Brasília, 25/10/2003 (Agência Brasil - ABr) - Uma série de problemas na área do desenvolvimento urbano e rural vem sendo enfrentada pelo governo federal, que recebeu de herança um déficit habitacional de mais de 6,6 milhões de moradias, além da falta de saneamento em pelo menos 50% dos domicílios brasileiros. Só para construir as novas moradias necessárias e recuperar outras 12 milhões para dar dignidade e cidadania às pessoas são necessários recursos da ordem de 12 bilhões de reais a cada ano, ao longo de duas décadas.
Os problemas não param por aí. Eles estão no trânsito, no transporte público, na questão da água potável, das redes de esgoto, na ocupação dos espaços urbanos e tantos outros. Em entrevista à Agência Brasil, o ministro das Cidades, Olívio Dutra, fala dos desafios do governo para dar cidadania aos brasileiros e anuncia que, depois das reformas tributária e previdenciária, virão outras reformas e, aí, estão incluídas a agrária e a urbana.
O ministro Olívio Dutra participa intensamente dos debates da I Conferência Nacional das Cidades. A conferência reúne mais de 2500 pessoas, em Brasília, entre delegados e convidados, da grande maioria dos municípios. Dutra anunciou que o Conselho das Cidades a ser eleito neste domingo pela Conferência Nacional será um órgão importante para trabalhar a questão dos planos diretores, da organização espacial humanizada, do balizamento das políticas urbanas. "O conselho é a expressão da sociedade brasileira, dos agentes coletivos, que atuam no espaço urbano".

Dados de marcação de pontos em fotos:

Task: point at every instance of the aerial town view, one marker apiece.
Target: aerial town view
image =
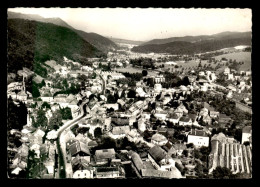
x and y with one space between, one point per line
121 93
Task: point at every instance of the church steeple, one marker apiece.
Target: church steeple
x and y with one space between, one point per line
23 84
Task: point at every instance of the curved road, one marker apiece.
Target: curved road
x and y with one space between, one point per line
61 144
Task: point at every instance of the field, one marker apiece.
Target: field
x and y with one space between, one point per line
239 57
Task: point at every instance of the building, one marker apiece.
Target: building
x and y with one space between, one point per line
157 156
78 148
107 172
82 174
159 79
185 120
159 139
198 138
120 130
133 136
234 156
104 155
247 134
137 162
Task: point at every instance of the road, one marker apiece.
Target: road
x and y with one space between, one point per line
61 144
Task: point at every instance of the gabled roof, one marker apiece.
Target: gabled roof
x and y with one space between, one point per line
157 153
158 137
175 173
117 130
173 116
105 153
79 163
78 147
185 119
137 161
247 129
179 146
198 133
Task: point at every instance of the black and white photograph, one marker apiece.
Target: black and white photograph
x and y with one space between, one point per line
129 93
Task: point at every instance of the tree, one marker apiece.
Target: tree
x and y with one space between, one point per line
131 94
66 113
222 173
185 153
17 115
41 119
111 99
45 105
35 91
55 121
97 132
65 83
185 81
144 72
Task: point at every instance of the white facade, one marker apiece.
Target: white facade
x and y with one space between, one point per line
81 174
245 137
198 140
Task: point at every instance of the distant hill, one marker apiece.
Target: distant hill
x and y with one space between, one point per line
56 21
32 41
100 42
185 47
194 39
132 42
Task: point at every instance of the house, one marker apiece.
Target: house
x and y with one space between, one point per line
152 173
162 130
82 174
104 155
137 162
133 136
206 119
224 119
198 138
193 118
157 156
80 163
247 134
185 120
213 114
112 105
226 71
173 117
159 79
179 148
142 124
78 148
159 139
161 114
107 172
120 130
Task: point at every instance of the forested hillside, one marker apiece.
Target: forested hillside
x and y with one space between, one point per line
30 42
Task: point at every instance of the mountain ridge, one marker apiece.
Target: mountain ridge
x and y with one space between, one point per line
198 38
31 42
100 42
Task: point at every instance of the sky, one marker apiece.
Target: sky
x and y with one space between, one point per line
150 23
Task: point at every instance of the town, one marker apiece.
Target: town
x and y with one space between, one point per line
98 122
83 106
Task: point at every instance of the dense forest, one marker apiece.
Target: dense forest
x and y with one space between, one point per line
31 42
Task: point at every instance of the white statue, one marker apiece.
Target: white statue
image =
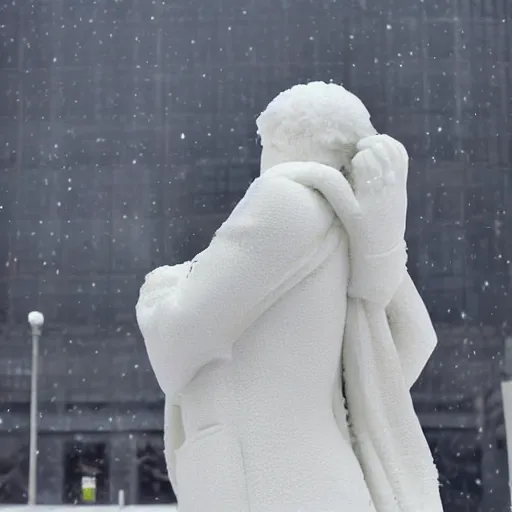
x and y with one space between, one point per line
302 300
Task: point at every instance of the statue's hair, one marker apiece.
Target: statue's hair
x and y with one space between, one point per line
313 120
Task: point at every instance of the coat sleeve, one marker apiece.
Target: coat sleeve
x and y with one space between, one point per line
268 236
412 330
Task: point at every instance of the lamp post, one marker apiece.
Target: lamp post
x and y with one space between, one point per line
36 321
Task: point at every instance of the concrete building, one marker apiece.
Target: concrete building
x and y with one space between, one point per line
126 136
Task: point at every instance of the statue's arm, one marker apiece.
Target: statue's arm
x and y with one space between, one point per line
269 233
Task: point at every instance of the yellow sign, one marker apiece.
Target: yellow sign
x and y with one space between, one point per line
89 489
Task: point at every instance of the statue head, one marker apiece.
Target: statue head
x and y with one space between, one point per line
316 122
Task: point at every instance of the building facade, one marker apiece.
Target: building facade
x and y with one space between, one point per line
127 135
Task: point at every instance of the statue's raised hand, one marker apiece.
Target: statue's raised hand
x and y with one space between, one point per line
377 245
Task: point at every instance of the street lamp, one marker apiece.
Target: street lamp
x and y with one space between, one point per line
36 321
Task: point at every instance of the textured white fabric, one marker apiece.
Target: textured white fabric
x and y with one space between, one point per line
305 285
246 344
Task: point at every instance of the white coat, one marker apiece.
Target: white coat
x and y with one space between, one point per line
246 342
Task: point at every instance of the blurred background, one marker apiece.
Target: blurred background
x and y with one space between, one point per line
127 134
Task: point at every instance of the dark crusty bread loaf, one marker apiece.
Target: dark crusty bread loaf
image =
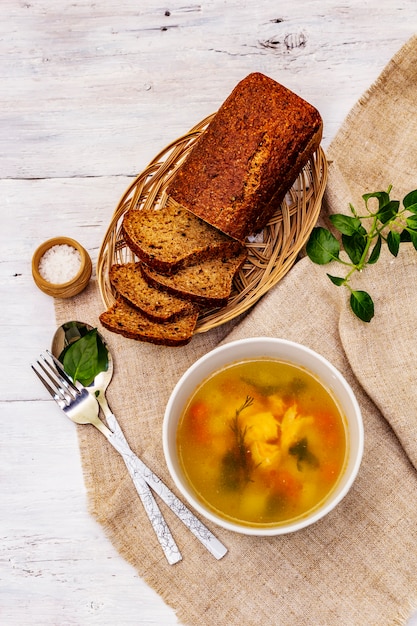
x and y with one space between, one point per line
128 321
155 304
242 165
171 238
209 283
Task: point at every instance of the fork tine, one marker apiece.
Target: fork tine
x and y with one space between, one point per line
55 390
62 372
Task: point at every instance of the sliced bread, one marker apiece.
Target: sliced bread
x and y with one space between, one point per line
209 283
126 320
155 304
171 238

EXERCÍCIOS:
1 > No texto sobre os problemas urbanos, reescreva o trecho de "Os problemas não" a "e a urbana.", trocando "trânsito" por "tráfego".
2 > Traduza para o inglês esta frase do texto sobre os problemas urbanos: "A conferência reúne mais de 2500 pessoas, em Brasília, entre delegados e convidados, da grande maioria dos municípios."
Baseie-se somente no texto.

RESPOSTAS POR TAREFA:
1 >
Os problemas não param por aí. Eles estão no tráfego, no transporte público, na questão da água potável, das redes de esgoto, na ocupação dos espaços urbanos e tantos outros. Em entrevista à Agência Brasil, o ministro das Cidades, Olívio Dutra, fala dos desafios do governo para dar cidadania aos brasileiros e anuncia que, depois das reformas tributária e previdenciária, virão outras reformas e, aí, estão incluídas a agrária e a urbana.

2 > The conference brings together more than 2,500 people in Brasília, among delegates and guests, from the vast majority of municipalities.